*** Extract provided

Now if you’re thinking potato candy sounds weird, I can see where you’re coming from so I’m gonna let you know what to expect : Old Fashioned Candy Heaven. This candy is kinda in the same taste category as Fudge or Divinity. It is just that good! You won’t be disappointed!
The ingredients for this potato candy recipe are simple ones, my favorite kind!
- Peanut butter
- Confectioner’s sugar
- Vanilla (optional)
You can add a teaspoon of vanilla if you like, but you don’t have to. Y’all know I like things as simple as possible.
Substitutes You Can Try
You can also leave the peanut butter out and just roll it into balls like Mama Reed did, but oh my goodness, I love the peanut butter!
You could also use nutella or a soy butter or such if you need to substitute.
How To Make Potato Candy Step By Step Pictorial
Peel and slice your potato and cover it with water
Bring to a boil and cook until tender.
Drain your potato water and place the cooked potato in a mixing bowl.
Beat it up real good.
Add about half of your confectioner’s sugar and mix it up well again.
Until you have a pulpy, liquidy, mess.
Dump in the rest of your sugar.
Sure you can add it “gradually” if you have all day but it’s just as good to dump it all in there and get on with making some candy.
After that second mixing, you’ll have yourself a good stiff dough, like the consistency of cookie dough, only maybe a wee bit stiffer.
My Dough for Potato Candy Is Not Like Cookie Dough, What Should I Do?
You may need to add a little more sugar, depending on the size of your potato, to get this stiff consistency.
Now, because we don’t have all the time in the world to clean our kitchens and because we want this to be as easy as possible (so we enjoy it more, of course!),
place a big old sheet of waxed paper on your countertop.
If anyone is feeling particularly technical today, I think this is like…18 inches long – ish.
*I have a strict policy against unnecessary math in my life so go with an estimate here.

******
*** Task input

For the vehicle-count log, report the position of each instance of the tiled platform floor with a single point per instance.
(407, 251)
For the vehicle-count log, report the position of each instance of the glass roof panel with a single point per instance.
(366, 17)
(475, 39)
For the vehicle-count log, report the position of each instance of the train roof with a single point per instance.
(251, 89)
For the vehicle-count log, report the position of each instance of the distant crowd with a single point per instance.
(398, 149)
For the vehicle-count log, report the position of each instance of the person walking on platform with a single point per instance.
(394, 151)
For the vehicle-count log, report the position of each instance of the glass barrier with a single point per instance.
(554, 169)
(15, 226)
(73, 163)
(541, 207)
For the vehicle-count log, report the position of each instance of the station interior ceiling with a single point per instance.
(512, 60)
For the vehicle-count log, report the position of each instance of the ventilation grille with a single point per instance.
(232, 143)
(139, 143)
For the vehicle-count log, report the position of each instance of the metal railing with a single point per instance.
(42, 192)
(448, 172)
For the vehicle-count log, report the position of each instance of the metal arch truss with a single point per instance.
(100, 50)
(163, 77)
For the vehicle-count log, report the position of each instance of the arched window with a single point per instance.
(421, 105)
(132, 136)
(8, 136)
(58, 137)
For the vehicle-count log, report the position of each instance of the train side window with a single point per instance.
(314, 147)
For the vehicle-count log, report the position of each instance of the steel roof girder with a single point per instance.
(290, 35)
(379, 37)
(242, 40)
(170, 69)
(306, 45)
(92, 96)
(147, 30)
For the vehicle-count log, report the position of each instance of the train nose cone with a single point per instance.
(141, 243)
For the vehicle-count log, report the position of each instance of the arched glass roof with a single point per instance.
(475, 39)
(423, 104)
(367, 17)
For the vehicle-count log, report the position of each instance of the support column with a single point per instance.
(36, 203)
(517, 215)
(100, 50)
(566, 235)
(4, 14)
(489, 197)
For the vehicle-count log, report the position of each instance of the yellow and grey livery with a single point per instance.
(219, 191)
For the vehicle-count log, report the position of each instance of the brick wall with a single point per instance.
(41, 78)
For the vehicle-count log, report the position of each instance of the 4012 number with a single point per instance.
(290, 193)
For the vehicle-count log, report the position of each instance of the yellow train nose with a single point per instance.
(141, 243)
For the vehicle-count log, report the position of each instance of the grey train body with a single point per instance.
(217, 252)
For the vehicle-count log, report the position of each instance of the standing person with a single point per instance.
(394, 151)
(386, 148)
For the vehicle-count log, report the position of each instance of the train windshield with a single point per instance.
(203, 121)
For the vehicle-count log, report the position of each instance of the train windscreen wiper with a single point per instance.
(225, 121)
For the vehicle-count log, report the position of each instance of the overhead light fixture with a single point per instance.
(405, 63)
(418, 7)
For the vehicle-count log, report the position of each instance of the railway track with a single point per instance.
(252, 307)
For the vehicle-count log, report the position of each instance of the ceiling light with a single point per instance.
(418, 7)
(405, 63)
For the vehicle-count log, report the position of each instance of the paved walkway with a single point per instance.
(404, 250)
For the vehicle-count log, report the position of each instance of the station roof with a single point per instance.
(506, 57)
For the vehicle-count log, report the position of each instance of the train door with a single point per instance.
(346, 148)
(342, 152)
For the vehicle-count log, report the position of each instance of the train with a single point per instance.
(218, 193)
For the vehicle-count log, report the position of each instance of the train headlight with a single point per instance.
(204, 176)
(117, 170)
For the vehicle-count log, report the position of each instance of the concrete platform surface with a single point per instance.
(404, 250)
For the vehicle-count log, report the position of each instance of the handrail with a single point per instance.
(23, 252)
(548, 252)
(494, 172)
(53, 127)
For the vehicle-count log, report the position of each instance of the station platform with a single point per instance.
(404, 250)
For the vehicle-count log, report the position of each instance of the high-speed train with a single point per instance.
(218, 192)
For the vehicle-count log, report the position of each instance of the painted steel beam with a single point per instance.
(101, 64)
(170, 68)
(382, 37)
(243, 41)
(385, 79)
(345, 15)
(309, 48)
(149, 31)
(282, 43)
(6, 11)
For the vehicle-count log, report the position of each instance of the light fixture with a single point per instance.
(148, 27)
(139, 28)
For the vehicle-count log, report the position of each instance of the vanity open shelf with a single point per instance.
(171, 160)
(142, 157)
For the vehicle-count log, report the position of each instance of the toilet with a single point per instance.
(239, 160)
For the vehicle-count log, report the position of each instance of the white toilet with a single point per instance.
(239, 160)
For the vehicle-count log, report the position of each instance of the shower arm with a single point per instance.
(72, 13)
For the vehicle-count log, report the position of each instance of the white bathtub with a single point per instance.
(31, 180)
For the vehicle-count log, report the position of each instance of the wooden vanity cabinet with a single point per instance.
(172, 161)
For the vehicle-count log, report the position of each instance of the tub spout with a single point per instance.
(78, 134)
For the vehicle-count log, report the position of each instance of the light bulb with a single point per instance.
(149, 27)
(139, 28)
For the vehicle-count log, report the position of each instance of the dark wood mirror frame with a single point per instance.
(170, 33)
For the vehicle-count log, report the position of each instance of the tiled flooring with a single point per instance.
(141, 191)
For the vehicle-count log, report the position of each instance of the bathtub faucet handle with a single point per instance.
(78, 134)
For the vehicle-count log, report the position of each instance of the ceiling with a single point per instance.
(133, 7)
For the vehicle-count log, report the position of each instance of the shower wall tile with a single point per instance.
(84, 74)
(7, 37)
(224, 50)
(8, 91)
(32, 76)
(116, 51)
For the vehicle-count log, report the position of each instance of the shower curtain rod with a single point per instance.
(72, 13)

******

* Directives *
1 - Condense the paragraph of the potato candy recipe that begins "Now if you're thinking potato candy sounds weird" into one or two sentences, retaining its main facts.
2 - Filter the entries, copying each line that contains the string "window". The match is case-sensitive.

* Per-task outputs *
1 - Potato candy may sound strange, but it tastes like old-fashioned candy, comparable to fudge or divinity, and it will not disappoint.

2 -
For the vehicle-count log, report the position of each instance of the arched window with a single point per instance.
For the vehicle-count log, report the position of each instance of the train side window with a single point per instance.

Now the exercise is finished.